▶ [Work required]:
Please copy out each line of the listing that contains the word "below".

────────────────────

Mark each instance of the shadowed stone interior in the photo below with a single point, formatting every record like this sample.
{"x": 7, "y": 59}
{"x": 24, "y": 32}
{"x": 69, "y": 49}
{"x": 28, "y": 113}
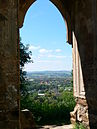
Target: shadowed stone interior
{"x": 81, "y": 20}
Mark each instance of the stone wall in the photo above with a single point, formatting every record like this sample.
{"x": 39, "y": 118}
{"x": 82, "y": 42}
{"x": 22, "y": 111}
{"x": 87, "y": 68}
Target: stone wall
{"x": 9, "y": 68}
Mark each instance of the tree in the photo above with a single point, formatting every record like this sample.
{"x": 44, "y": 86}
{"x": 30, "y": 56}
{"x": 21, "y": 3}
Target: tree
{"x": 25, "y": 57}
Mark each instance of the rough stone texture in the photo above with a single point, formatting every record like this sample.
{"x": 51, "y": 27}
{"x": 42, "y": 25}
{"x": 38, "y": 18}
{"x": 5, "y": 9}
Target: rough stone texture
{"x": 27, "y": 121}
{"x": 81, "y": 21}
{"x": 80, "y": 113}
{"x": 9, "y": 79}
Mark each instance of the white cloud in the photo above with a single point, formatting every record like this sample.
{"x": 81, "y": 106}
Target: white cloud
{"x": 58, "y": 50}
{"x": 43, "y": 51}
{"x": 56, "y": 56}
{"x": 32, "y": 48}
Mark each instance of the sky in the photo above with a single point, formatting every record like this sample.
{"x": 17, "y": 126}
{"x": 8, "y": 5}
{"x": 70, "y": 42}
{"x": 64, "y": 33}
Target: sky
{"x": 45, "y": 31}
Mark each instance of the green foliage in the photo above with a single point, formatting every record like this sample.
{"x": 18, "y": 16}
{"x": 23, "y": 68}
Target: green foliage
{"x": 48, "y": 110}
{"x": 51, "y": 108}
{"x": 25, "y": 57}
{"x": 79, "y": 126}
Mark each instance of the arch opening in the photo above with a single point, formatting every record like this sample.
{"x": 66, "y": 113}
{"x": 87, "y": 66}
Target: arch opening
{"x": 58, "y": 56}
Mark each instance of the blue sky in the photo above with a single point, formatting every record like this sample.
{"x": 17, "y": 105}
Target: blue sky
{"x": 44, "y": 29}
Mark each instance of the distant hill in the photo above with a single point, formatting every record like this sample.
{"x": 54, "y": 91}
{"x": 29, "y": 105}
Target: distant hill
{"x": 49, "y": 74}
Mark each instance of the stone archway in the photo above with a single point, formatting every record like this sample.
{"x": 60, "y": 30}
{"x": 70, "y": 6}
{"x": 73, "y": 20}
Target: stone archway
{"x": 81, "y": 18}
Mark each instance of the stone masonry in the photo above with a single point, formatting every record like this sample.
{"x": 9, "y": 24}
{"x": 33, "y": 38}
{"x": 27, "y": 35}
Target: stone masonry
{"x": 81, "y": 21}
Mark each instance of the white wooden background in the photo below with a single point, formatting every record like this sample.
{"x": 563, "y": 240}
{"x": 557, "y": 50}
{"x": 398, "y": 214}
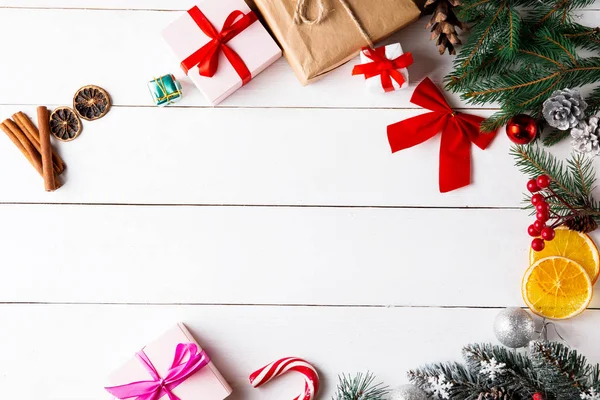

────────────────────

▶ [Written answer]:
Mark each instance of the shadowed stone interior in the photo below with a single point, formatting every record like this sample.
Mark each instance of the white wooden background in the photo below with a single point, formatting every record like this sample.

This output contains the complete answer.